#### Fragmento del documento ####

Nuestra civilización es nuestro constructo personal (¿público, privado, íntimo?). ¿Nos hace esto islas?. No me lean a Valente por favor, no me lo lean, que acabaremos encriptados. Sevilla, far away o so close, tiene un color especial, Sevilla sigue teniendo su duende / me sigue oliendo a azahar / me gusta estar con su gente. Siempre odié los farolillos a lunares, una feria en la que todo el mundo tenía su caseta en el mundo, o no la tenía y miraba la fiesta desde fuera, por encima del hombro del portero. Una feria con forma de laberinto o de espiral o de un cementerio cubierto de albero con setos resecos rodando de un lado para otro, entre botellas de fino y manzanilla y vasos de plástico fino. A propósito de microcosmos, están todos invitados.

12:52 p. m.  
Blogger andrés said...

mmmmmmmmm
va a ser eso...
civilizaciones con forma de islas con forma de pecas. ¡That's the microcosm theory!

5:36 p. m.  
Blogger Luz G said...

Sevilla en feria me vuelve Jano bifronte: misántropa o falsa, dependiendo de mi nivel etílico.
Mi constructo personal me hace, sin embargo, sentirme muy a gusto cuando me siento extranjera, incluso en Sevilla (y míra que me cuesta)

6:00 p. m.  
Blogger andrés said...

El que no corre vuela, y el que no está hecho un Jano Brifonte es porque tiene más caras todavía.
Con respecto al exilio, dando una tortuosa vuelta de tuerca, me quedo (como uno que yo me se) con el poema de Nicanor Parra:
Los cuatro grandes poetas de Chile
Son tres
Alonso de Ercilla y Rubén Darío.

El primero era español y el segundo nicaragüense y el resto es un lío muy gordo que contó uno mejor y antes que yo.
El nivel etílico, como la moral, hay que llevarlo siempre alto, siempre arriba, por mucho que cueste, incluso en Sevilla.

####

Qué se pide =>
En el fragmento sobre la feria de Sevilla, ¿cuántos son los cuatro grandes poetas de Chile según el poema de Nicanor Parra que se cita? Responde en una frase, por favor.

#### Datos proporcionados ####

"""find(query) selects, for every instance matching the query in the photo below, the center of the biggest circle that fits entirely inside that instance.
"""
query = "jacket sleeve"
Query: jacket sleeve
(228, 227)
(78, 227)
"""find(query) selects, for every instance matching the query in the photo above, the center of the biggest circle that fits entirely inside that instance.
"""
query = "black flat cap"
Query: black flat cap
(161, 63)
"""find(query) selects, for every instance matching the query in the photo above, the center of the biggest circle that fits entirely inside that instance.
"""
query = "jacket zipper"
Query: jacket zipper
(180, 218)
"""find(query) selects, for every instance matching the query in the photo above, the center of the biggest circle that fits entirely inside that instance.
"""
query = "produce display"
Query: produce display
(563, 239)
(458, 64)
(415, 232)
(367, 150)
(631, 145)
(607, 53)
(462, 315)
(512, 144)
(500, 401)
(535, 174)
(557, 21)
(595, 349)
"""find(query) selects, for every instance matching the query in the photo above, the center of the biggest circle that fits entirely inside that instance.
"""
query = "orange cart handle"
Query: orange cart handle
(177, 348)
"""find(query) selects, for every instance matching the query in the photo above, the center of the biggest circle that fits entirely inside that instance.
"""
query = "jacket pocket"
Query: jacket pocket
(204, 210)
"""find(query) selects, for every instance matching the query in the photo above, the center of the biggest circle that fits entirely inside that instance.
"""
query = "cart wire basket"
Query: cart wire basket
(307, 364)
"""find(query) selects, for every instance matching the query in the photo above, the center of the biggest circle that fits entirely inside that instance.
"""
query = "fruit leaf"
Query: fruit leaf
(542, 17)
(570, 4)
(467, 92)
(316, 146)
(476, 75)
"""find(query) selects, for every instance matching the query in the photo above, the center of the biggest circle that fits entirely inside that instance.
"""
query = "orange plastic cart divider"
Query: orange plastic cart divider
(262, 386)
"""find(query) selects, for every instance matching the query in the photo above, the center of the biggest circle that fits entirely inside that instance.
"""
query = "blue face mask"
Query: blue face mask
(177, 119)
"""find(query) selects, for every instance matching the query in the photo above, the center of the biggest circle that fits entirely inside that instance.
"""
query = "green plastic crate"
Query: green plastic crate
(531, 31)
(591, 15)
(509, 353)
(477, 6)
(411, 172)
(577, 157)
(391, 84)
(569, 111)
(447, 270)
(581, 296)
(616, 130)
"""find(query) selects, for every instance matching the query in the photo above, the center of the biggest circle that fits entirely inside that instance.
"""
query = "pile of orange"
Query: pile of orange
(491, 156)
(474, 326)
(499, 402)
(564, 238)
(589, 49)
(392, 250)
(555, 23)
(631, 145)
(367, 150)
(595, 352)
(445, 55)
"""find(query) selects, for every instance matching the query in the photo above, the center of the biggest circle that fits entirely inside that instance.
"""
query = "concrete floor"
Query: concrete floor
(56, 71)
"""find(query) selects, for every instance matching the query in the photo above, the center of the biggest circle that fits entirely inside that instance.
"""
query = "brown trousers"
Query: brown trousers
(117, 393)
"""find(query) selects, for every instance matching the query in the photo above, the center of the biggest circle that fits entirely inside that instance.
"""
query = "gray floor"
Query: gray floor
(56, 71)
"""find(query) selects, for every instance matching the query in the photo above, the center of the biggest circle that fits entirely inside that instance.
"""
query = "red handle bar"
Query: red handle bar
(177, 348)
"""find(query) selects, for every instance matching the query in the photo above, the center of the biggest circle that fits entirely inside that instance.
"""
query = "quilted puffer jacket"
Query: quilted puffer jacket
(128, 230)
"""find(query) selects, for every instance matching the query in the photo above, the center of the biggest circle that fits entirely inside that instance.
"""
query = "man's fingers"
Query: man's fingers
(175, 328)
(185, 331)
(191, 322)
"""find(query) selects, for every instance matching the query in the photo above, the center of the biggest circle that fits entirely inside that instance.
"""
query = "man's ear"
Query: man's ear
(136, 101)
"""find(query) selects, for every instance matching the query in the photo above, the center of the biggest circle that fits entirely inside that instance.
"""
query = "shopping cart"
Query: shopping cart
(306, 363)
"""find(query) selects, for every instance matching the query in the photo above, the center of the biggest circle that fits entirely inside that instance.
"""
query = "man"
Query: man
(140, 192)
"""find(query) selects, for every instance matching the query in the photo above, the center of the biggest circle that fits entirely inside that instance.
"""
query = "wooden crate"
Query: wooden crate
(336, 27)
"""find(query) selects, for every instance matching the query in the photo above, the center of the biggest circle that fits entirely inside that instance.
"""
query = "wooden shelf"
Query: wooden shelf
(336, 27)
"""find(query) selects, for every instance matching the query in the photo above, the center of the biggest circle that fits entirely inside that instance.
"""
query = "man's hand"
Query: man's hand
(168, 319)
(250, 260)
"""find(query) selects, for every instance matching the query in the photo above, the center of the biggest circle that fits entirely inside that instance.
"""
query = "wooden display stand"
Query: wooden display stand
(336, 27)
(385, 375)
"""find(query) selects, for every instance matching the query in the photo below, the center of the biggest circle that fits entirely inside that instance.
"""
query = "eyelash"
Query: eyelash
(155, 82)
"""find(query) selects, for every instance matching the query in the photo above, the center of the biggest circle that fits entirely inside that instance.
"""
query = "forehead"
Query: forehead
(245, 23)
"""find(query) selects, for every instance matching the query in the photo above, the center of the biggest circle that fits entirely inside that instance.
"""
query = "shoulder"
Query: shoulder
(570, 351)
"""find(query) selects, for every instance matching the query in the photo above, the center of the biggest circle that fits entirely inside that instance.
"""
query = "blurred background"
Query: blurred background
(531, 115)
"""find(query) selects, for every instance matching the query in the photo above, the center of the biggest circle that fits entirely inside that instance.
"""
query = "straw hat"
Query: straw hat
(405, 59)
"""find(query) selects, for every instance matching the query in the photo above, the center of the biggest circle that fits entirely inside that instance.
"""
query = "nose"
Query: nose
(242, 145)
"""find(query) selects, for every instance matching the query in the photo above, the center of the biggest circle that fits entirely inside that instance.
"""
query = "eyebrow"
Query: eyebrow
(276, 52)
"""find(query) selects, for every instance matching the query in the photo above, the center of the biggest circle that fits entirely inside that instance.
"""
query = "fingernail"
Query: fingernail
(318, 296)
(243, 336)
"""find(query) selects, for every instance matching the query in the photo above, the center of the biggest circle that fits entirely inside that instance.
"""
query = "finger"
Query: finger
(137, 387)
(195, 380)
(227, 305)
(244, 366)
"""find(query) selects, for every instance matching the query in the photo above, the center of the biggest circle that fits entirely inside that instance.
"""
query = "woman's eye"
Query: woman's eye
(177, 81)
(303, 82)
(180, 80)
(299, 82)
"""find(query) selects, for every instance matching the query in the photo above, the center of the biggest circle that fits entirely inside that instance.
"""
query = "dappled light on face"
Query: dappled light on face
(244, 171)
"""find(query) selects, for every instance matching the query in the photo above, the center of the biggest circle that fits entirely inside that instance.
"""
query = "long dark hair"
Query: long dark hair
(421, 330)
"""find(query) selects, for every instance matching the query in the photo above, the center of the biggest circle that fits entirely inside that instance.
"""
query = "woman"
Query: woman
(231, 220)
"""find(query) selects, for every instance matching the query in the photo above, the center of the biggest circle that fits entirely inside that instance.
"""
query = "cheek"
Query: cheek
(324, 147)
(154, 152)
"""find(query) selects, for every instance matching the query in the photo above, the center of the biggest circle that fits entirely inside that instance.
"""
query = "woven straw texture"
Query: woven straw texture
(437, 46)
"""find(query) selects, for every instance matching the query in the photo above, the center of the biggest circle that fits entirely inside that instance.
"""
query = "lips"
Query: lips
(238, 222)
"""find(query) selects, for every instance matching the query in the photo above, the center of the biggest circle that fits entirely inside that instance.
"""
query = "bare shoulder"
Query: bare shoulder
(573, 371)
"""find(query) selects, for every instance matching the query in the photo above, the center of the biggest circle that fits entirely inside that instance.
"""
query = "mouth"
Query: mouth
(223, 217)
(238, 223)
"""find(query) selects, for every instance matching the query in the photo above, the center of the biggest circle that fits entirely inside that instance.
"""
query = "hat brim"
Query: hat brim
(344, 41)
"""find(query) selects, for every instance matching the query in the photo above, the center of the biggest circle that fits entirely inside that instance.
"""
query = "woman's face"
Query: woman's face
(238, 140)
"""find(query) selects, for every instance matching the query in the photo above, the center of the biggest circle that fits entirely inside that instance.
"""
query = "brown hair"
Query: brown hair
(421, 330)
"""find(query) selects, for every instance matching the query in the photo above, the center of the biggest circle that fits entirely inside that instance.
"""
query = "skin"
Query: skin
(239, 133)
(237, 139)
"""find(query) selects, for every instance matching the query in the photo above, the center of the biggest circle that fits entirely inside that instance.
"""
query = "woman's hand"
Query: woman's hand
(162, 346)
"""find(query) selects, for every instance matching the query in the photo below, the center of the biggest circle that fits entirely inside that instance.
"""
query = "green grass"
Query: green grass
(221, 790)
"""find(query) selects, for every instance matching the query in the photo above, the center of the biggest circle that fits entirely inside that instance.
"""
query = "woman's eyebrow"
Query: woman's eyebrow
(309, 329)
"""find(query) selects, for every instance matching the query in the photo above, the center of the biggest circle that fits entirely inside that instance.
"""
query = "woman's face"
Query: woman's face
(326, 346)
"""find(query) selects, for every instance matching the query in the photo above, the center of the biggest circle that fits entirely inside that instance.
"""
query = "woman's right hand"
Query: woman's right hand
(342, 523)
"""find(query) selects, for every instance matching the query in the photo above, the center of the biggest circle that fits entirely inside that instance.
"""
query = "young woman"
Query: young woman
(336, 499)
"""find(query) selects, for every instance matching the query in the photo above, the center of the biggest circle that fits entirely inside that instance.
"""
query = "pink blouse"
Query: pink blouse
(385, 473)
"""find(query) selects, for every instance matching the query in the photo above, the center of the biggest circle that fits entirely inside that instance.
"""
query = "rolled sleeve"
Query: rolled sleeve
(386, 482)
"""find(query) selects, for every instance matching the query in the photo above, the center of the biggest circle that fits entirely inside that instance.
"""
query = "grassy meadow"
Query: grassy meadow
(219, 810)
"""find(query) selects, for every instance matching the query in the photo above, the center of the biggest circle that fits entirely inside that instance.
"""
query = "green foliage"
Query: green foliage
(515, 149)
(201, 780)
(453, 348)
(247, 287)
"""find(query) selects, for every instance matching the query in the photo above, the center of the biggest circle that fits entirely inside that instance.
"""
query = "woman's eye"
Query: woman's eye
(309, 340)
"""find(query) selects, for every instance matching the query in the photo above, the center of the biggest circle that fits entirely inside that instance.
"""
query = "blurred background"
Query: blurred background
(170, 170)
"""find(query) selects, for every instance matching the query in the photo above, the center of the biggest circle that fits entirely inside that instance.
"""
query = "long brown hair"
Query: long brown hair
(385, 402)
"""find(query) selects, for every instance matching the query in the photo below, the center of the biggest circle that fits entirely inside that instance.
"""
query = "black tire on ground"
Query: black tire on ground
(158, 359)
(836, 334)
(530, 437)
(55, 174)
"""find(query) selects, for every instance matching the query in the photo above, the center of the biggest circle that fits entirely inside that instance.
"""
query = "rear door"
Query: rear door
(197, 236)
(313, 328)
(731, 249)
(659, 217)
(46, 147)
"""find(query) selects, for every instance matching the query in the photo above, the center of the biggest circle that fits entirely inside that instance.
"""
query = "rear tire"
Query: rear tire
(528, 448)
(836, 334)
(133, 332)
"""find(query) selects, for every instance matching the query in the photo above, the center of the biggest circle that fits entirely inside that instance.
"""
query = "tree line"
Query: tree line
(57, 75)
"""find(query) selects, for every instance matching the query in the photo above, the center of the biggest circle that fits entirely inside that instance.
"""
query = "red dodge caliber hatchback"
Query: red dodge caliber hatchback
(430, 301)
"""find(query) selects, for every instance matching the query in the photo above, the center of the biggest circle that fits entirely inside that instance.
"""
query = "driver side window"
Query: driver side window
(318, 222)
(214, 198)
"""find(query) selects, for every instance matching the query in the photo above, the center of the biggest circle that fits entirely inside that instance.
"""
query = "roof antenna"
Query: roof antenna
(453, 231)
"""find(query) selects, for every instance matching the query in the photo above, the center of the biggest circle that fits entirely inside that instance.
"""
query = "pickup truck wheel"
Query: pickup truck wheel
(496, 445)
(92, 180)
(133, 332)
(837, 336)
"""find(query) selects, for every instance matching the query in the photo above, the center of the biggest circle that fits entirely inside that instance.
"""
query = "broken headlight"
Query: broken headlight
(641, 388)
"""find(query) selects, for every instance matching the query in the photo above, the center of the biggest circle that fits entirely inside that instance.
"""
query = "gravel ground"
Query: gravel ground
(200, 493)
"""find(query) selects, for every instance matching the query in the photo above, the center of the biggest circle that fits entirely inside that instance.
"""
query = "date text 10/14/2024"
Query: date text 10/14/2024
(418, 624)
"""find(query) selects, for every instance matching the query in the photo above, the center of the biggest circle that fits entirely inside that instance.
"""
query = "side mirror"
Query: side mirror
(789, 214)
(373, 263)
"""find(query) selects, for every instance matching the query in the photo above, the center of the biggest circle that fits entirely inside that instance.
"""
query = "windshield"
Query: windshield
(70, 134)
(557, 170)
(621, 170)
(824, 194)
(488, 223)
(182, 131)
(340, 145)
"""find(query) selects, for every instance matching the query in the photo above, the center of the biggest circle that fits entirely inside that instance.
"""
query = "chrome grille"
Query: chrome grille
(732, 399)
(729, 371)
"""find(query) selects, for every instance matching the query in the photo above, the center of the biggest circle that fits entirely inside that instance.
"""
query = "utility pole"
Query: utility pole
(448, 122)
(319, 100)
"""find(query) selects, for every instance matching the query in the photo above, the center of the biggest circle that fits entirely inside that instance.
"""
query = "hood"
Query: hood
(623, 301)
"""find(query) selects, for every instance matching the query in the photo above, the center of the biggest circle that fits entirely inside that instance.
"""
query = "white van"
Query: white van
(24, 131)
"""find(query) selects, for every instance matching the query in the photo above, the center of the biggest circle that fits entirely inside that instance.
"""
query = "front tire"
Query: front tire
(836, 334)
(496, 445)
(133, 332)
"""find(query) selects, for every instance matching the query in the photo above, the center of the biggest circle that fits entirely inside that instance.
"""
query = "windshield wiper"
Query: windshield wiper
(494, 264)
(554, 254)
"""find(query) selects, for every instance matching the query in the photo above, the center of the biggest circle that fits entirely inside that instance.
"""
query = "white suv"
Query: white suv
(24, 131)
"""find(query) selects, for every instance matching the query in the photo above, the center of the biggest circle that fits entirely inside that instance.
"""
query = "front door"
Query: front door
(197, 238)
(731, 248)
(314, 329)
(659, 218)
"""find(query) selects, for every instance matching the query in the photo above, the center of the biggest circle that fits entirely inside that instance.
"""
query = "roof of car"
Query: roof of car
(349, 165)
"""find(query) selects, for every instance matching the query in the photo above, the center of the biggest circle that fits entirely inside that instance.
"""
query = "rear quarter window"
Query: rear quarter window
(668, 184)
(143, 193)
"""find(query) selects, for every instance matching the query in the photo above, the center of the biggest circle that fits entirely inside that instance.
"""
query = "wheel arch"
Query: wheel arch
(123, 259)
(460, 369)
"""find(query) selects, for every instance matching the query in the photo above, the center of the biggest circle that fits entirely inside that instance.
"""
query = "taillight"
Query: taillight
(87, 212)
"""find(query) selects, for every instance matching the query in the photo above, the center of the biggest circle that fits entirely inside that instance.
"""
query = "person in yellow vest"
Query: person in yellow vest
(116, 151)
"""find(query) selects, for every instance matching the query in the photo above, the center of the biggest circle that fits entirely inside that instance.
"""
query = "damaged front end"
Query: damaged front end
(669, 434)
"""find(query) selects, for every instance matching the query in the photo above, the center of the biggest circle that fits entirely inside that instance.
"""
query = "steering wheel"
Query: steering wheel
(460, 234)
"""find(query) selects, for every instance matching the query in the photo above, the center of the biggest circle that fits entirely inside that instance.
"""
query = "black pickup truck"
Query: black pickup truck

####

Respuesta =>
Según el poema, los cuatro grandes poetas de Chile son tres.